====== EXERCISE MATERIALS ======
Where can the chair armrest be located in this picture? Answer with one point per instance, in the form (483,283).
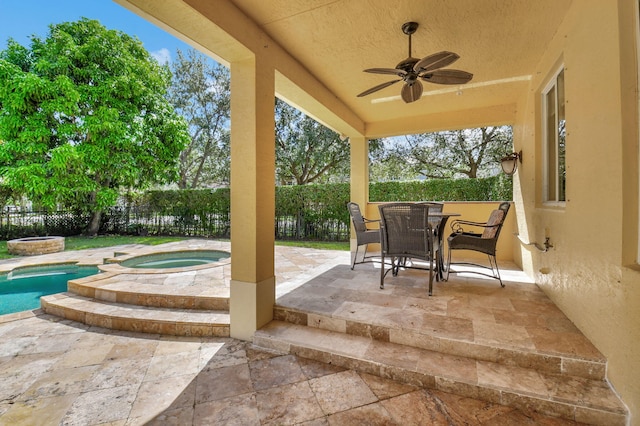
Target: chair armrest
(457,225)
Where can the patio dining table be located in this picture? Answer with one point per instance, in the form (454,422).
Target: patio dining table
(439,221)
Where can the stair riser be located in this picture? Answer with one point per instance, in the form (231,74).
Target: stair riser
(135,324)
(151,300)
(548,363)
(416,378)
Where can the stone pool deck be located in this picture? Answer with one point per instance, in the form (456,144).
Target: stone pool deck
(59,371)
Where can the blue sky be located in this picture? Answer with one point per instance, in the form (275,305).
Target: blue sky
(19,19)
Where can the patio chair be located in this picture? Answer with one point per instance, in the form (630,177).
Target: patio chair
(483,242)
(364,235)
(407,234)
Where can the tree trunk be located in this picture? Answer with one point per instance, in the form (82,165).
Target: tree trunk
(94,224)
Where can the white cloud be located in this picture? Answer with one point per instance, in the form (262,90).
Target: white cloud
(163,56)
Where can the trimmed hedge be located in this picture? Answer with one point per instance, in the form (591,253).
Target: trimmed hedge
(307,212)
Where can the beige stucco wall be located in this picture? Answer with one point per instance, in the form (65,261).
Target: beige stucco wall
(587,273)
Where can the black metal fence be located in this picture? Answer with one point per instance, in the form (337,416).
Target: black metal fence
(133,220)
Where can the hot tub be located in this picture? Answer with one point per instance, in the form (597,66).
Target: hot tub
(178,259)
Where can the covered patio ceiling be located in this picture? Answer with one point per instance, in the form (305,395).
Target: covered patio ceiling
(333,41)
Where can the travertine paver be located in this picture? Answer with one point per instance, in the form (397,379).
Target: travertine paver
(57,371)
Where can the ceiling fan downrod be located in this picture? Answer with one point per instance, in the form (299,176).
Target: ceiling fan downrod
(409,28)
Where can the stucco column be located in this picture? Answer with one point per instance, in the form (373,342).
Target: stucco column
(359,192)
(252,196)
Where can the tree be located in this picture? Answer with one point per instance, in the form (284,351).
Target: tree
(200,92)
(307,151)
(470,152)
(83,114)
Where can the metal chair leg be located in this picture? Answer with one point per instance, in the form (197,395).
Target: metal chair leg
(355,256)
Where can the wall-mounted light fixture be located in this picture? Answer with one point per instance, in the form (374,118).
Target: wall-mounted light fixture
(510,163)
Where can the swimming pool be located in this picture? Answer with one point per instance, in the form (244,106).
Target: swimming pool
(179,259)
(21,289)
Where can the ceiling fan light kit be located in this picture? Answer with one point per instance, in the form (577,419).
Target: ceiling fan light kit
(412,70)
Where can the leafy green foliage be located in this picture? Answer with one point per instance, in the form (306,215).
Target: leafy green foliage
(306,151)
(469,153)
(495,188)
(200,92)
(83,116)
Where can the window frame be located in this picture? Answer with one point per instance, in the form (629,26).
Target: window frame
(548,199)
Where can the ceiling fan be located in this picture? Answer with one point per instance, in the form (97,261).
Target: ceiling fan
(412,70)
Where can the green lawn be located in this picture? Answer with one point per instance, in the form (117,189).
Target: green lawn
(81,243)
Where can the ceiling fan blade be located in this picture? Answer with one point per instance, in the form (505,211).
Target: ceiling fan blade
(411,92)
(390,71)
(447,77)
(378,87)
(435,61)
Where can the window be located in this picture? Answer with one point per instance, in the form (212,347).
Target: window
(554,139)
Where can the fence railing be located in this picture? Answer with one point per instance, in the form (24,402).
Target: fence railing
(140,221)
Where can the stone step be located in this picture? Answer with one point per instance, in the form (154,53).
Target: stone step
(117,316)
(575,398)
(567,363)
(152,295)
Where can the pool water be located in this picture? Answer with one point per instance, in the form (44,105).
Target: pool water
(21,289)
(176,259)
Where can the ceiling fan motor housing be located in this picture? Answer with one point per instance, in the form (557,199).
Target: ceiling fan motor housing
(410,70)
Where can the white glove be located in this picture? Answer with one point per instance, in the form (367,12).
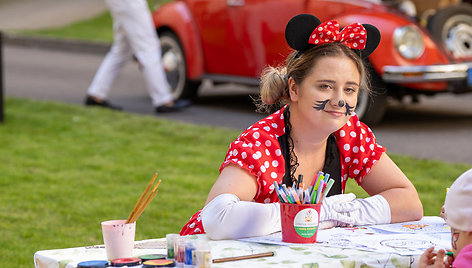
======
TASK REQUIREMENTS. Copy the listing above line for line, leaving out the pictures.

REPLY.
Where can the chair armrest be located in this picture? Answer with one point per instance, in the form (483,283).
Target: chair armrest
(457,225)
Where can the patio dining table be located in this picture? Answer with one point per instance, in the form (454,422).
Target: patio dining table
(439,221)
Where can the stair riser be located in this picture? Answer with one point per instance, in the form (231,74).
Target: stair riser
(135,324)
(151,300)
(548,363)
(416,378)
Where can the stone pool deck be located in this picture? Answer with one point per instance, in the form (456,144).
Target: stone pool deck
(59,371)
Where can the blue sky be located in this picture? Answer with one point per instance, in the form (275,305).
Target: blue sky
(19,19)
Where can the patio chair be located in this picture? Answer with one point per instance, in the form (630,177).
Target: patio chair
(483,242)
(364,235)
(407,234)
Where can the tree trunk be located in this picture? Answer with one point per instance, in the form (82,165).
Target: tree trunk
(94,224)
Where can the white cloud be located in this picture? Answer with one point per instance, in the form (262,90).
Target: white cloud
(163,56)
Where can the trimmed hedge be located in this picture? Answer with one point per instance, in the form (591,253).
Target: trimmed hedge
(307,212)
Where can the beige stucco wall be located in this picture? Answer with one point per instance, in the form (65,261).
Target: beige stucco wall
(587,273)
Where can the black metal fence be located in this picture? Answer with one point per instance, in the form (337,416).
Target: black metal fence
(133,220)
Where can the hot tub be located in this picture? Answer with one point per instance, in the form (597,66).
Target: hot tub
(178,259)
Where can the covered patio ceiling be located in this picture? Answer with one point per instance, in the form (305,395).
Target: covered patio ceiling
(333,41)
Where can the travertine paver be located in this picture? Answer with one point per instance, in the form (397,379).
Target: travertine paver
(57,371)
Where can the ceiling fan downrod be located in this picture? Answer with one point per instance, in the form (299,176).
Target: ceiling fan downrod
(409,28)
Where can the stucco column be located in this picture? Answer with one point per instance, in the form (373,342).
Target: stucco column
(359,192)
(252,196)
Where can the tree be located in this picture? Answer with one point per instance, in the form (284,351).
Target: tree
(200,92)
(307,151)
(470,152)
(83,114)
Where can the metal chair leg be located in this picture? Answer with one point per instance, in the form (197,395).
Target: metal chair leg
(355,256)
Where can the wall-mounted light fixture be located in this picture? Answer with one point per instance, in the form (374,118).
Target: wall-mounted light fixture
(510,163)
Where can the swimming pool be located in this picture? Answer with one point per instance, in the form (244,106).
Target: swimming pool
(179,259)
(21,289)
Where can the ceiling fan light kit be located in this picture? Answer with one point per instance, in the form (577,419).
Target: ceiling fan light kit
(412,70)
Where can the leafy green foliage be located in this picture? Answer with one point per instance, in the form (306,215).
Target: leafy green foliage
(306,151)
(469,153)
(495,188)
(200,92)
(83,116)
Where can the window frame be located in this picture? Answer with one point per instance, in the form (629,26).
Target: window frame
(548,199)
Where can the ceiling fan be located in this picture? Answer with one point per instance, in the form (97,261).
Target: ceiling fan
(412,70)
Where can the green lawn be located in this picture? Answer with one point per instance, in the form (117,189).
Target: green lawn
(81,243)
Where can the ceiling fan blade be located in this picture? Answer with one point per instance, in the form (505,211).
Target: ceiling fan blade
(411,92)
(390,71)
(447,77)
(378,87)
(435,61)
Where can the window be located in this picture? Answer with one point per instance, in the form (212,347).
Target: window
(554,139)
Where can the fence railing be located in this picture? Answer with one point per instance, in the form (24,402).
Target: fence railing
(140,221)
Where can the stone step be located in this picture? Answer with one point per instance, in the form (154,53).
Target: stone step
(117,316)
(575,398)
(567,363)
(152,295)
Where can the pool water be located in this picture? Answer with one point per instance, in the form (44,105).
Target: pool water
(21,289)
(176,259)
Where can the ceiling fan motor housing be located in this picture? Answer with one point per instance, in the form (557,199).
Target: ceiling fan motor housing
(410,70)
Where can the white glove be located in this picture? Answer with one point per instance, in the form (367,12).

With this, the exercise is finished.